> [What to work on] Please set down, unchanged, the line containing "Where can you see the goalkeeper?" and all the lines that follow it until the data below ends.

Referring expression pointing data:
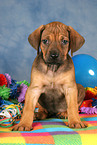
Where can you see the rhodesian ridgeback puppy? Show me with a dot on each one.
(53, 83)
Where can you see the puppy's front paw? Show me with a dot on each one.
(77, 124)
(22, 128)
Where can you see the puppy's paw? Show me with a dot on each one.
(22, 128)
(62, 115)
(77, 125)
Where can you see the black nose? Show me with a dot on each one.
(54, 55)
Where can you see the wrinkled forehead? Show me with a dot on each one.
(56, 29)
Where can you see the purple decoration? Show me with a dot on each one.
(88, 110)
(23, 89)
(8, 77)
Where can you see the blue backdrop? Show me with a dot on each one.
(18, 18)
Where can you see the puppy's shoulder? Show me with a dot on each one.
(39, 64)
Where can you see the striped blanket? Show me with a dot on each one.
(53, 132)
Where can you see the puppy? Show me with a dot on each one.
(53, 83)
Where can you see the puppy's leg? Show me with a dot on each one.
(81, 95)
(31, 99)
(71, 94)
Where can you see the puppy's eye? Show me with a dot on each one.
(45, 41)
(64, 42)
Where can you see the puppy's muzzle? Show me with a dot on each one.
(54, 55)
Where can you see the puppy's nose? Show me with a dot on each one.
(54, 55)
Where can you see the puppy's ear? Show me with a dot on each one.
(35, 37)
(76, 40)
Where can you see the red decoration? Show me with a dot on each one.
(89, 95)
(3, 80)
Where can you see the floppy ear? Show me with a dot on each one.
(34, 38)
(76, 40)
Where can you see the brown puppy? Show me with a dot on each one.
(53, 77)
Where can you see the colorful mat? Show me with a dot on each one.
(53, 132)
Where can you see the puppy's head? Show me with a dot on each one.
(55, 40)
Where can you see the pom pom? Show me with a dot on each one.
(89, 110)
(3, 80)
(4, 92)
(87, 103)
(14, 93)
(8, 77)
(21, 97)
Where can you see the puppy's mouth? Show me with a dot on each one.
(53, 59)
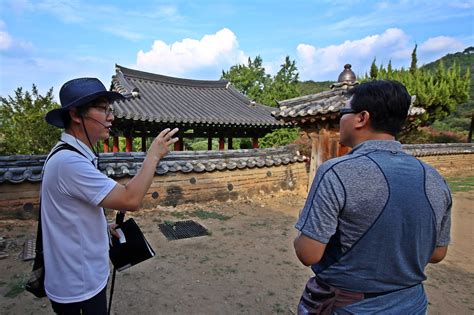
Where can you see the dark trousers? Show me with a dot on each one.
(96, 305)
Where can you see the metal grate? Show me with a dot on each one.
(182, 229)
(29, 249)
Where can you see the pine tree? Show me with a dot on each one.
(22, 124)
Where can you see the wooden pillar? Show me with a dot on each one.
(221, 143)
(179, 146)
(106, 145)
(324, 149)
(115, 144)
(255, 142)
(209, 143)
(469, 136)
(314, 136)
(128, 144)
(143, 143)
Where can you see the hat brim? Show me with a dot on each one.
(54, 117)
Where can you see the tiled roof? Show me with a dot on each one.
(323, 105)
(21, 168)
(162, 99)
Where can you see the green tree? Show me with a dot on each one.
(414, 61)
(373, 70)
(438, 92)
(22, 124)
(252, 81)
(284, 85)
(279, 137)
(249, 79)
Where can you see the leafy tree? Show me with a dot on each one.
(252, 81)
(22, 124)
(249, 79)
(373, 70)
(279, 137)
(284, 85)
(414, 61)
(438, 92)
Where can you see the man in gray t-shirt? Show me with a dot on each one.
(374, 218)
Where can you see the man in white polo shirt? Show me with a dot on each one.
(73, 192)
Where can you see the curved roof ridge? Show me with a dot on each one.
(170, 80)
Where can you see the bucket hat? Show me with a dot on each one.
(77, 93)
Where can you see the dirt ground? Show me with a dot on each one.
(247, 265)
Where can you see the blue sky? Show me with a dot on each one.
(47, 42)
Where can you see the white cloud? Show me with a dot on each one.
(462, 4)
(5, 40)
(210, 54)
(440, 44)
(12, 46)
(327, 62)
(66, 10)
(393, 45)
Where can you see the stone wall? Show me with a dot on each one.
(451, 165)
(189, 178)
(20, 200)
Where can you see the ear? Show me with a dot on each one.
(362, 119)
(75, 116)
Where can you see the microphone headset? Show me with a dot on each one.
(88, 117)
(113, 132)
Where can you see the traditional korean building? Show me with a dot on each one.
(318, 116)
(200, 109)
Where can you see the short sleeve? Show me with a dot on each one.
(319, 217)
(83, 181)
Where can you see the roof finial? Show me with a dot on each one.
(347, 75)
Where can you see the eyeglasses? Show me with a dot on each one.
(347, 110)
(107, 110)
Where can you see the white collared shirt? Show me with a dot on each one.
(75, 240)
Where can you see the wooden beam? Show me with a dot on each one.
(106, 145)
(314, 136)
(143, 143)
(179, 146)
(128, 144)
(221, 143)
(255, 142)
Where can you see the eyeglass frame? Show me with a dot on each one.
(108, 110)
(347, 110)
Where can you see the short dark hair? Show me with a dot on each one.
(387, 102)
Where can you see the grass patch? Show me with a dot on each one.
(458, 184)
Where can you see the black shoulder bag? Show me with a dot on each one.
(35, 284)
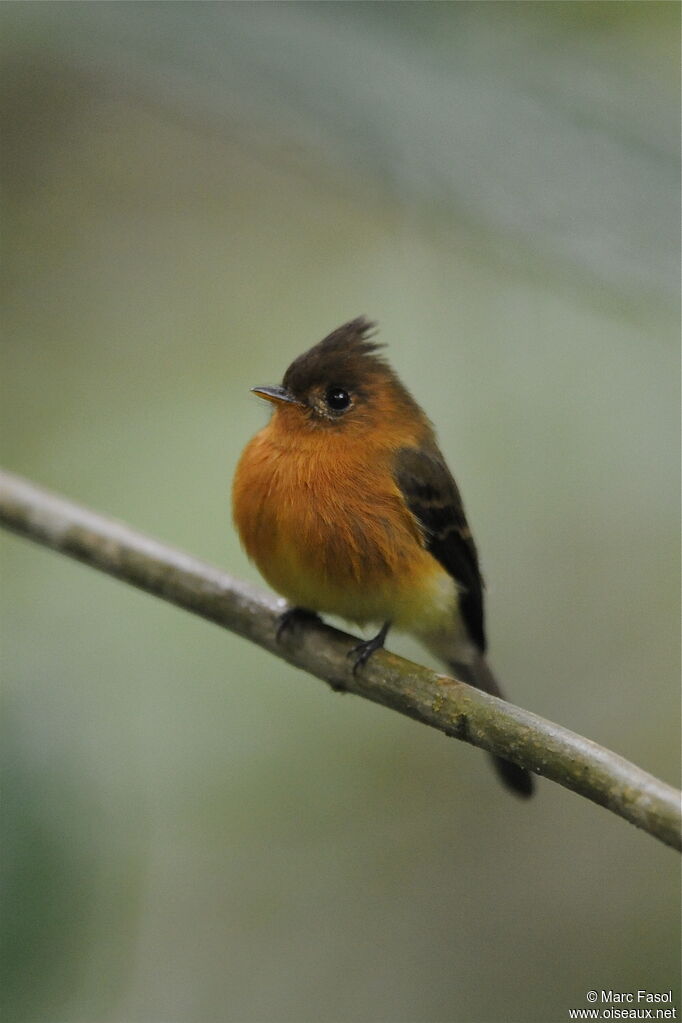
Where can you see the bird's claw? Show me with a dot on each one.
(361, 654)
(292, 617)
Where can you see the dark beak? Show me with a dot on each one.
(275, 394)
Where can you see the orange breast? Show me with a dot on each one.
(329, 530)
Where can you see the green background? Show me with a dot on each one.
(194, 193)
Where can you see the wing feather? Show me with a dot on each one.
(433, 497)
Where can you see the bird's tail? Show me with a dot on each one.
(479, 673)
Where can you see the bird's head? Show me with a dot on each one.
(343, 385)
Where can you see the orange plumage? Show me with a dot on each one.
(346, 504)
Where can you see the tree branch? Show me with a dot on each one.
(453, 707)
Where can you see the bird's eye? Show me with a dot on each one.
(337, 399)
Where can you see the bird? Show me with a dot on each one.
(347, 506)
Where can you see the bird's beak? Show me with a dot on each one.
(276, 395)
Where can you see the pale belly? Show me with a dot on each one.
(325, 546)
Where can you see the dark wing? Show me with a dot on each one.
(433, 497)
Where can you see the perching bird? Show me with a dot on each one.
(347, 505)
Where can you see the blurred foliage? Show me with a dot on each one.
(192, 831)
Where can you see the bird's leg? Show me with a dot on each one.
(360, 654)
(292, 617)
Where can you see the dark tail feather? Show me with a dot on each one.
(518, 780)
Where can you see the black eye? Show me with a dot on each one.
(337, 398)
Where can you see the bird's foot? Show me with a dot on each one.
(361, 654)
(292, 617)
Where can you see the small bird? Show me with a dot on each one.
(347, 506)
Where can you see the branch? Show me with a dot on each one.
(443, 703)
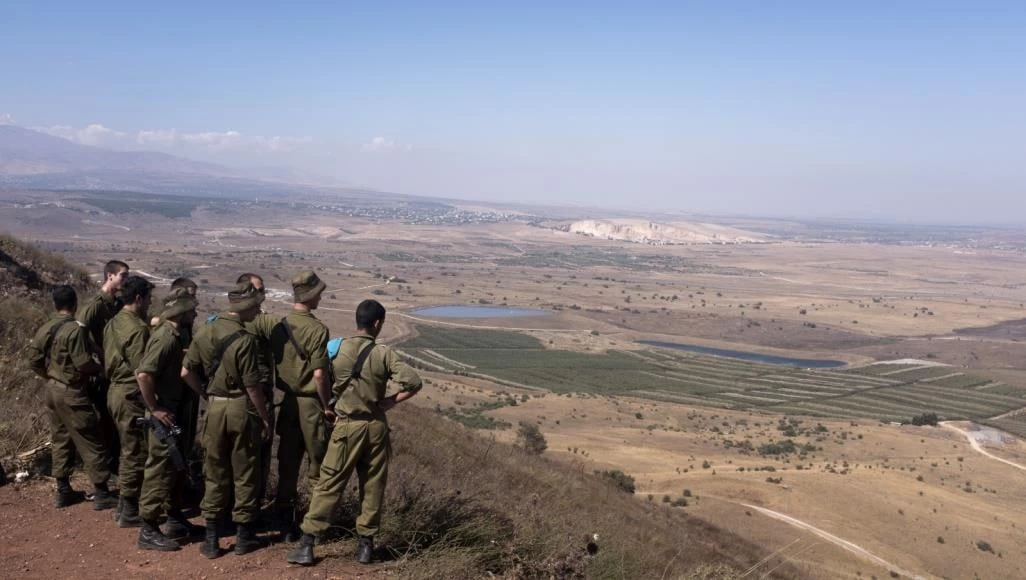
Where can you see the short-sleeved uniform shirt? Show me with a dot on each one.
(296, 374)
(240, 363)
(162, 360)
(70, 350)
(383, 364)
(124, 343)
(96, 313)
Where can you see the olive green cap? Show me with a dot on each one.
(306, 285)
(179, 301)
(244, 297)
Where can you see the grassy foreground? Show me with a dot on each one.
(459, 504)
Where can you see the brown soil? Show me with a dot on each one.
(39, 541)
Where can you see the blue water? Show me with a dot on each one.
(478, 312)
(752, 356)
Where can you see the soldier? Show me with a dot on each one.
(299, 342)
(159, 377)
(359, 440)
(95, 314)
(61, 353)
(228, 356)
(189, 419)
(124, 343)
(262, 326)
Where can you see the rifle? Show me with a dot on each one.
(166, 435)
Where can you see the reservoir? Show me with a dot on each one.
(751, 356)
(472, 311)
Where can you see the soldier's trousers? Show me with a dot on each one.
(359, 445)
(232, 441)
(74, 425)
(124, 410)
(162, 485)
(301, 428)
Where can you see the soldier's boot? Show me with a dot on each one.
(179, 528)
(210, 547)
(303, 553)
(287, 525)
(129, 513)
(246, 540)
(103, 498)
(66, 495)
(150, 538)
(365, 549)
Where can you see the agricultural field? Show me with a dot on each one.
(885, 392)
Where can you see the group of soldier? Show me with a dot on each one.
(124, 390)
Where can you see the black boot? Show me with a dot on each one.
(246, 540)
(66, 495)
(365, 549)
(210, 547)
(303, 553)
(179, 528)
(150, 538)
(104, 499)
(129, 513)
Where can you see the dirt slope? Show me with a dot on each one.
(38, 541)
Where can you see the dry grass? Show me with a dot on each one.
(464, 505)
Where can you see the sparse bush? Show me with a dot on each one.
(924, 419)
(622, 480)
(530, 439)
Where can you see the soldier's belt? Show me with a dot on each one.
(57, 383)
(219, 397)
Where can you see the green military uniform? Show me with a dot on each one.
(301, 423)
(95, 314)
(262, 326)
(360, 437)
(162, 360)
(101, 309)
(73, 420)
(232, 432)
(124, 344)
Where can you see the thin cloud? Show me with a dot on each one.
(97, 134)
(383, 145)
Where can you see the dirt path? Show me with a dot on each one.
(978, 448)
(39, 541)
(850, 546)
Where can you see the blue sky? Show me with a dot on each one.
(901, 110)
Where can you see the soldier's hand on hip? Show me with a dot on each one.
(387, 402)
(164, 416)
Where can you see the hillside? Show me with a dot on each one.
(459, 504)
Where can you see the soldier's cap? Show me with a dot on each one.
(306, 285)
(244, 297)
(179, 301)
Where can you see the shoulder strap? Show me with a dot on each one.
(49, 339)
(358, 365)
(220, 353)
(360, 359)
(119, 344)
(304, 355)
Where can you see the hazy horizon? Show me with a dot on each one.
(908, 113)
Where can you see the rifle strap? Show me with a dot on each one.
(304, 355)
(220, 353)
(358, 365)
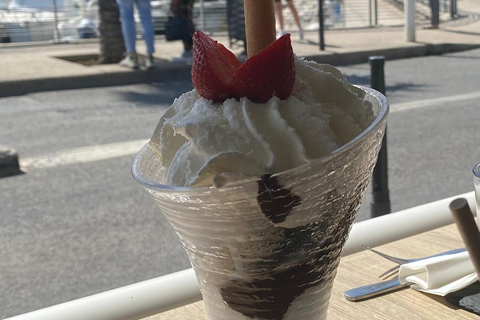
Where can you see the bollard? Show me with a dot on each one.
(380, 204)
(321, 26)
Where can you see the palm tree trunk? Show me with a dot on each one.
(112, 47)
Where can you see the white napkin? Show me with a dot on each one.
(439, 275)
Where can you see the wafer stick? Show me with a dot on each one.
(259, 24)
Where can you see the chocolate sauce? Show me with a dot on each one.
(270, 297)
(308, 254)
(275, 201)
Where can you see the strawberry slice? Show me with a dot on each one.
(213, 68)
(217, 74)
(269, 72)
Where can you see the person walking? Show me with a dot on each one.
(184, 9)
(130, 33)
(279, 14)
(435, 14)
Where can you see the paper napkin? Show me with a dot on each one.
(439, 275)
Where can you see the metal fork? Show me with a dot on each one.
(392, 271)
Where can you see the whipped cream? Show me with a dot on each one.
(201, 143)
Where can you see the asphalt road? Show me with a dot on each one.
(71, 229)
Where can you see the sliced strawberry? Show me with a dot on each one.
(269, 72)
(213, 68)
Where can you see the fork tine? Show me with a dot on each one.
(391, 274)
(386, 256)
(389, 271)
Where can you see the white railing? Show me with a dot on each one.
(177, 289)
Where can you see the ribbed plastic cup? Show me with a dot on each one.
(476, 183)
(269, 248)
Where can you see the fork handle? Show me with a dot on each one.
(375, 289)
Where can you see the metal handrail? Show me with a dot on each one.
(161, 294)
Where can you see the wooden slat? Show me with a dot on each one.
(363, 268)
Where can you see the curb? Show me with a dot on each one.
(9, 165)
(168, 71)
(412, 51)
(162, 73)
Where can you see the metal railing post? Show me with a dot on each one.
(370, 13)
(321, 25)
(58, 36)
(409, 12)
(380, 204)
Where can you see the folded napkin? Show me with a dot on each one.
(439, 275)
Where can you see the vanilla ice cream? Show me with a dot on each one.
(198, 140)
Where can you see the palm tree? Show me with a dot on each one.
(112, 47)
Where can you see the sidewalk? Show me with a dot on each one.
(35, 68)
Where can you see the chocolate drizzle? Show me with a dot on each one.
(270, 297)
(275, 201)
(306, 257)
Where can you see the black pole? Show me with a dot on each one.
(380, 204)
(321, 27)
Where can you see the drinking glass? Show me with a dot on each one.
(269, 248)
(476, 181)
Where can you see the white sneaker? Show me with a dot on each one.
(300, 34)
(129, 62)
(186, 56)
(149, 63)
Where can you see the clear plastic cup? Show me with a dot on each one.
(476, 182)
(269, 248)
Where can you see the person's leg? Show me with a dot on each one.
(128, 25)
(294, 13)
(145, 12)
(296, 18)
(279, 14)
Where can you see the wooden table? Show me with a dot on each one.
(363, 268)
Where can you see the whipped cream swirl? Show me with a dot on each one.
(202, 143)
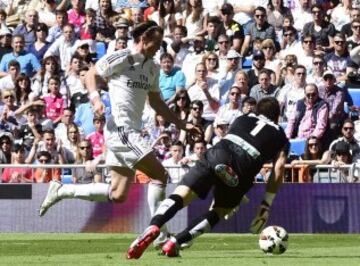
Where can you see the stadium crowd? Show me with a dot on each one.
(218, 58)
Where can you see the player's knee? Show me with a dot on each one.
(118, 197)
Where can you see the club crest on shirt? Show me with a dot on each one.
(131, 63)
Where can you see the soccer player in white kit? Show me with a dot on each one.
(131, 78)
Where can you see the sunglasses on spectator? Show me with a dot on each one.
(43, 160)
(85, 147)
(320, 63)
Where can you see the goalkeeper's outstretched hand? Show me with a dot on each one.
(259, 222)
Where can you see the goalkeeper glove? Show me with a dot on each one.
(258, 224)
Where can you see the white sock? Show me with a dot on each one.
(156, 194)
(92, 191)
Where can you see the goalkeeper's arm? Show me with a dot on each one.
(272, 186)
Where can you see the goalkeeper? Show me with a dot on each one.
(229, 167)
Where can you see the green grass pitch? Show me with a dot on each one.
(208, 250)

> [Solution to this problem]
Where can you see the goalkeeper? Show me with a dot on each one.
(229, 167)
Where can you see the green grass pitch? Show me with a dot on each one.
(208, 250)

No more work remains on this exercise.